REQUEST:
Resume writing the post about Oracle optimizer changes, starting after its final line.

EXTRACT TO READ:

Oracle Scratchpad

March 11, 2008

Everything Changes

Filed under: CBO, Execution plans, Statistics — Jonathan Lewis @ 8:59 pm UTC Mar 11,2008

Sometimes you look at a change in the optimizer arithmetic and think “Why did that take so long to appear?” Here’s an example that’s probably going to cause a lot of heartache over the next couple of years as people go through the upgrade process. I have a query that looks like this:

select
	padding
from
	t1
where
	n1	= 2
and	n2	= 2
;

Here are the execution plans from 10.1.0.4, 10.2.0.3, and 11.1.0.6 respectively:


Execution plan (10.1.0.4)
---------------------------------------------------------------------------
| Id  | Operation                   |  Name       | Rows  | Bytes | Cost  |
---------------------------------------------------------------------------
|   0 | SELECT STATEMENT            |             |    10 |  2470 |    12 |
|   1 |  TABLE ACCESS BY INDEX ROWID| T1          |    10 |  2470 |    12 |
|*  2 |   INDEX RANGE SCAN          | T1_I1       |    10 |       |     4 |
---------------------------------------------------------------------------
Predicate Information (identified by operation id):
---------------------------------------------------
   2 - access("T1"."N1"=2 AND "T1"."N2"=2)
.
.
Execution plan (10.2.0.3)
---------------------------------------------------------------------
| Id  | Operation                   | Name  | Rows  | Bytes | Cost  |
---------------------------------------------------------------------
|   0 | SELECT STATEMENT            |       |    10 |  2470 |   168 |
|   1 |  TABLE ACCESS BY INDEX ROWID| T1    |    10 |  2470 |   168 |
|*  2 |   INDEX RANGE SCAN          | T1_I1 |   200 |       |    25 |
---------------------------------------------------------------------
Predicate Information (identified by operation id):
---------------------------------------------------
   2 - access("N1"=2 AND "N2"=2)

Dataset excerpts on object pointing:
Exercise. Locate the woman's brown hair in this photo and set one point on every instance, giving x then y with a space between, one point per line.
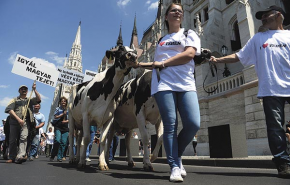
62 98
167 11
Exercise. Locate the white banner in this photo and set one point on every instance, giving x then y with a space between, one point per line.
69 77
89 75
38 71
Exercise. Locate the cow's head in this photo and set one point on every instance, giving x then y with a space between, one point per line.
124 57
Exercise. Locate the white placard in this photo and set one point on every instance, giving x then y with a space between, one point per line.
38 71
69 77
89 75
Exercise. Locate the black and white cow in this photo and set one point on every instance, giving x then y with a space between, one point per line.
136 108
92 103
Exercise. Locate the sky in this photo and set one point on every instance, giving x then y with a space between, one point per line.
45 31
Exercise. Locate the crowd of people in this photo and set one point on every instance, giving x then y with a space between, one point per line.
174 89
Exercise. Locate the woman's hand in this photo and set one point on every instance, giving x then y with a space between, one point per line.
157 64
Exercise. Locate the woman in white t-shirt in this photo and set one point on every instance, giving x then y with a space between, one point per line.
176 90
49 142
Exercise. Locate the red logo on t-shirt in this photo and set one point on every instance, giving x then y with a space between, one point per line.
265 45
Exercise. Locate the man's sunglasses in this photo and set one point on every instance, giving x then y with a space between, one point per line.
176 10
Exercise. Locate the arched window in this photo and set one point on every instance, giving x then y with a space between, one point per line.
235 40
234 83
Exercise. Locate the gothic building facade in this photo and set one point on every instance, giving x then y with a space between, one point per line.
232 117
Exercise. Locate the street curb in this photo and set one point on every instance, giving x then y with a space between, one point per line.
258 162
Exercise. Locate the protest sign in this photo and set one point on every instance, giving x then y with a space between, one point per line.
38 71
89 75
69 77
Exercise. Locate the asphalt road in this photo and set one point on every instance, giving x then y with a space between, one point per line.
42 172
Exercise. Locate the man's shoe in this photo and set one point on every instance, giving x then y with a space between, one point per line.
18 161
283 167
175 175
10 161
284 170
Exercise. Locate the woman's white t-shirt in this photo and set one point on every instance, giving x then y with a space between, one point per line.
175 78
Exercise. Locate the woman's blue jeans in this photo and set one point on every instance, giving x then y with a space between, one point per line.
275 119
60 139
187 105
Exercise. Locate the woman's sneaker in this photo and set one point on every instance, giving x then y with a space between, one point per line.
176 175
182 170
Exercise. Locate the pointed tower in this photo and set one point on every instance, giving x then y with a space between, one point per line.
120 40
75 57
73 62
134 37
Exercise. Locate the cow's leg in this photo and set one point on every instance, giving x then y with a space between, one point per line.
145 140
109 141
71 139
102 162
131 163
86 140
159 131
78 145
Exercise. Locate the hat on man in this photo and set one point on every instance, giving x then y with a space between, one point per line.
23 86
271 8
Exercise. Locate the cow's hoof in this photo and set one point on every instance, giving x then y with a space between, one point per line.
81 166
148 168
103 167
131 164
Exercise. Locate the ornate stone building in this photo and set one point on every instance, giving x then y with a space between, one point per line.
232 118
73 62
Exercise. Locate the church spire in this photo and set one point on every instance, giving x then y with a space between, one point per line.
134 32
120 40
134 37
75 57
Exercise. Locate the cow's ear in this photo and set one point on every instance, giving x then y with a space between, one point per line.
110 54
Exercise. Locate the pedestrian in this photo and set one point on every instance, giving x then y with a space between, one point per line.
40 121
269 51
194 144
60 130
174 87
19 123
113 147
6 142
2 137
135 136
93 130
49 142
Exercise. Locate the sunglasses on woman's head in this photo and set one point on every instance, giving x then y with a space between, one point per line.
176 10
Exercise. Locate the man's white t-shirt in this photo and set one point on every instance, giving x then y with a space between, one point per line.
269 52
49 138
175 78
2 135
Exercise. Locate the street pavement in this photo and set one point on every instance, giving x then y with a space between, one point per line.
42 172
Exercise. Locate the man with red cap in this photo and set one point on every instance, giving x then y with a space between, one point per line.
20 123
269 51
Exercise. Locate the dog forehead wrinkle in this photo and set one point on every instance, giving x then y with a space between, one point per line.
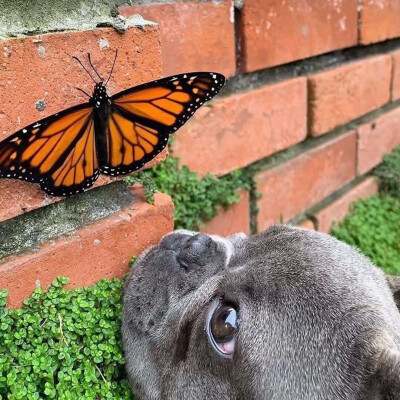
227 245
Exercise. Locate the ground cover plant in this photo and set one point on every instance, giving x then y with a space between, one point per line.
373 226
67 344
196 199
64 344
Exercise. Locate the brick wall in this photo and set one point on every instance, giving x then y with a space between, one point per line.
311 105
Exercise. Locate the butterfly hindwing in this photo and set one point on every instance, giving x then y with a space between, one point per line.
66 152
41 152
143 117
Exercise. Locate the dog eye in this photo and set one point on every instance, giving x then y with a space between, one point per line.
222 327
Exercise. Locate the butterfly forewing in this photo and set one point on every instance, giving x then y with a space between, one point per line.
66 151
42 152
142 118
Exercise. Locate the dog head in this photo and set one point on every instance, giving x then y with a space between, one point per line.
288 314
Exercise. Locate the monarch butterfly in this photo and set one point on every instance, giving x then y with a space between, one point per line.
114 135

ANSWER TO THE EXERCISE:
.
.
Execution plan (11.1.0.6_)
---------------------------------------------------------------------
| Id  | Operation                   | Name  | Rows  | Bytes | Cost  |
---------------------------------------------------------------------
|   0 | SELECT STATEMENT            |       |   200 | 49400 |   168 |
|   1 |  TABLE ACCESS BY INDEX ROWID| T1    |   200 | 49400 |   168 |
|*  2 |   INDEX RANGE SCAN          | T1_I1 |   200 |       |    25 |
---------------------------------------------------------------------
Predicate Information (identified by operation id):
---------------------------------------------------
   2 - access("N1"=2 AND "N2"=2)

To get the 10.2 and 11.1 plans, I actually had to hint the queries. (And I’ve cheated just a little bit – I had an extra constant, padding, column in the middle of the index to make it larger than the actual values suggest; but I’ve removed that column reference from the predicate list)

Notice how the cardinalities (rows) and costs change. I have 4,000 rows in the table, and the n1 and n2 columns have 20 distinct values each. However, the way I’ve defined the data means that n1 and n2 are always the same.

In 10.1, the optimizer does it’s arithmetic by considering the n1 and n2 values separately – so it decides there are 400 (20 * 20) possible distinct combinations of n1 and n2, so for both the index and table selectivity it decides that the cardinality will be 10 (4,000 / 400). This means the index scan will be small (cost = 4) and we will visit just a few blocks in the table (incremental cost = 8).

In 10.2, the optimizer uses the index distinct_keys to calculate the number of index entries scanned. There are 20 distinct combinations, so we visit 200 entries (4,000 / 20). This is a larger range scan (cost = 25) and we have to visit a lot more blocks in the table (incremental cost = 143). Unfortunately, when we get to the table the optimizer decides that the number of rows we find is derived by considering the number of distinct column values separately – so we are back to 10 (4,000 / (20 * 20)).

Finally, in 11.1, the optimizer calculates the index selectivity and the table selectivity from the number of distinct keys in the index; so not only are the index and table costs high, the estimate for the number of rows in the table is also 200.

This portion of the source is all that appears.